Your tasks:
- a) Print the mailing list reply below from "Francis has already" to "about the change.".
- b) Answer these questions about the mailing list reply below:
(i) On what date and at what time did Max Bowsher write the quoted message?
(ii) Who has already covered most of the points, according to the opening line?
(iii) Under the existing policy, what determines where a bug should be filed?
-- Text segment start --
← Back to team overview

launchpad-dev team mailing list archive

Re: Launchpad Projects Merge Preview


Francis has already covered most of this, but I felt there is a small
point that should be expanded on.

On Tue, Dec 14, 2010 at 3:28 PM, Max Bowsher <maxb@xxxxxxx> wrote:
> Including a "The new way to search bugs just within the Soyuz component
> of Launchpad is ..." (etc.) in the blog post would likely make it a lot
> less likely to make people think negatively about the change.

Max, I'm really very very excited by the change we're doing here, and
I'd like to try and bring all the bits together : I think its entirely
positive, but if there are downsides or issues we're going to cause
folk, we should address them clearly and openly.

The problem with including a 'new way to ...soyuz' statement in the
blog post is that it incorrectly presumes that there is a correct 'old
way'. There isn't, and here is why.... the existing policy for where a
bug should filed is not *where the problem is visible* but instead
*what part of the code base the change needs to happen in*. Note that
this requires prescience : if we don't know what needs to change,
there is no clear place to put any given bug at the moment. The triage
job that CHR does is complicated by trying to guess *at the fix* when
a bug is filed.
-- Text segment end --
-- Dataset excerpt start --
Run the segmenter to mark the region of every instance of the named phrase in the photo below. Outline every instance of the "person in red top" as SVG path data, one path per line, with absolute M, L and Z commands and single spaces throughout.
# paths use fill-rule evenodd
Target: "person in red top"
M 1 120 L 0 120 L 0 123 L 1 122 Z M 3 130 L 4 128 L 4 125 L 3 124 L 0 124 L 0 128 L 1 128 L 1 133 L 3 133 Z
-- Dataset excerpt end --
Solutions by task:
- a)
Francis has already covered most of this, but I felt there is a small
point that should be expanded on.

On Tue, Dec 14, 2010 at 3:28 PM, Max Bowsher <maxb@xxxxxxx> wrote:
> Including a "The new way to search bugs just within the Soyuz component
> of Launchpad is ..." (etc.) in the blog post would likely make it a lot
> less likely to make people think negatively about the change.

- b)
(i) Tue, Dec 14, 2010 at 3:28 PM
(ii) Francis
(iii) What part of the code base the change needs to happen in, not where the problem is visible.